EXERCISE TASKS:
1. In the skincare label guide, why does the 30-second test suggest checking the first three lines for words like "clean" or "natural"?
2. Carry the skincare label guide forward from its last sentence.

READING TEXT:
Our Curaloe Soothing Aloe Gel lists its ingredients in INCI format with no hidden actives — the front-of-pack claims and the ingredient list match. That's the bar to look for, regardless of brand.
A 30-second label test
When picking up a new skincare product:
- Flip to the ingredient list. If you can't find it, that's already a flag.
- Look for marketing words in the first three lines (clean, natural, dermatologist-approved). The more marketing language, the less product information.
- Check the named ingredients. Are plant ingredients given Latin names, or vague extracts? Are active percentages disclosed?
- Look for explicit exclusions ("fragrance-free", "alcohol-free", "essential-oil-free") if you have known triggers.
- Check the preservative system. Is it disclosed? Does it look reasonable for the product type?
This filters out most marketing-led products in about 30 seconds.

Natural-language object grounding data:
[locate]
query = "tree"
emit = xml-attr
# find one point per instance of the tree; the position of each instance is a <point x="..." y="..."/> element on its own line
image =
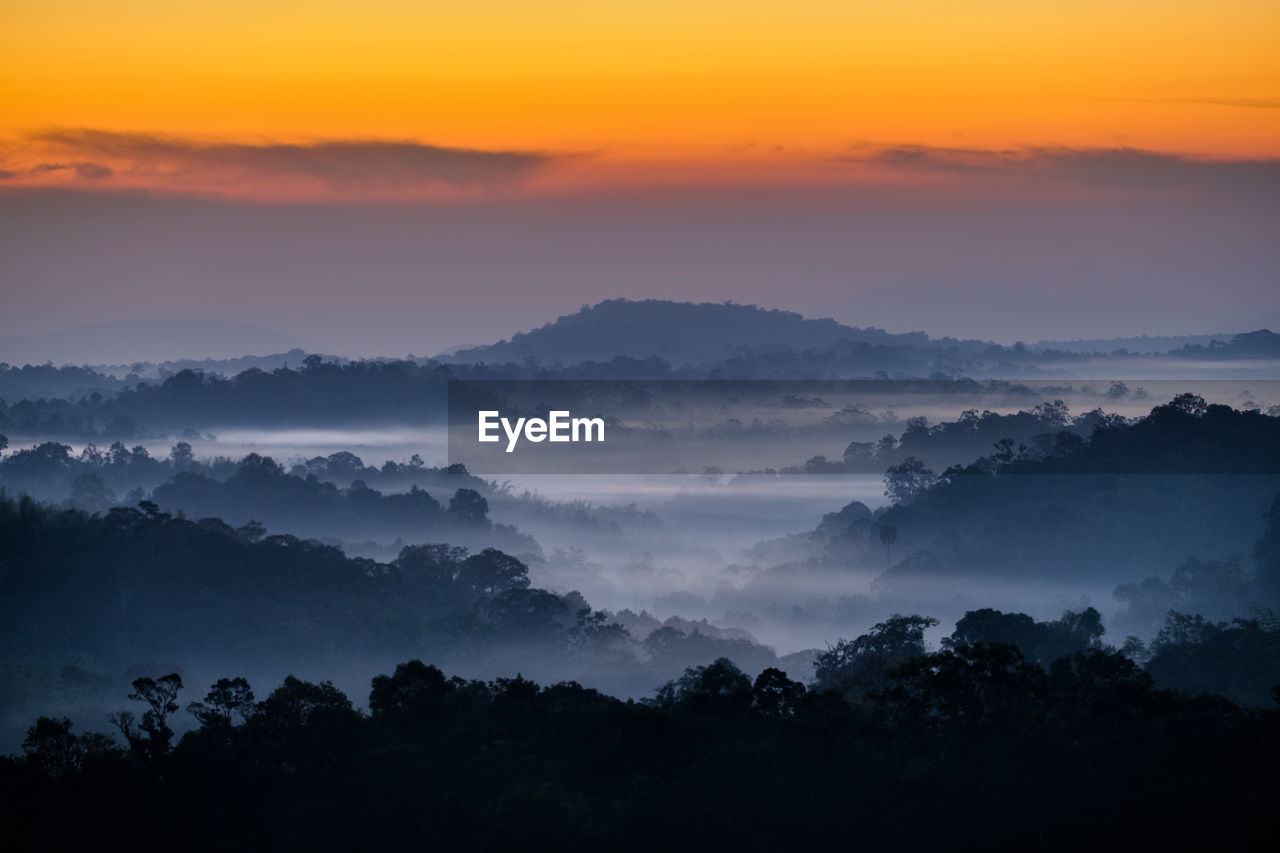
<point x="225" y="699"/>
<point x="412" y="690"/>
<point x="90" y="493"/>
<point x="469" y="506"/>
<point x="492" y="573"/>
<point x="888" y="536"/>
<point x="161" y="698"/>
<point x="182" y="456"/>
<point x="908" y="480"/>
<point x="863" y="665"/>
<point x="775" y="694"/>
<point x="717" y="687"/>
<point x="51" y="748"/>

RESULTS BY TASK:
1. The guide says that more marketing language on a label means less product information. Spotting those words early shows how much of the label is promotion rather than useful detail about the product.

2.
Related reading
- Our men's 3-product aloe routine for a compressed simple routine
- Our summer skincare guide for city-specific advice
- Our patch-test post for how to introduce any new product
FAQ
What about "vegan" and "cruelty-free"?
"Vegan" (no animal-derived ingredients) and "cruelty-free" (not tested on animals) are two separate claims. Both are increasingly used and increasingly meaningful — there are recognised certification bodies for both (Leaping Bunny for cruelty-free; The Vegan Society for vegan). Look for the actual certification logo, not just the word.
Is "preservative-free" a good thing?
Generally no, for water-based products. Without preservatives, water-containing cosmetics grow bacteria and mould within days to weeks. "Preservative-free" products either need refrigeration, have very short shelf lives, or are anhydrous (oil/wax-based, where preservation is less critical).
What's the difference between "INCI" and "ingredient list"?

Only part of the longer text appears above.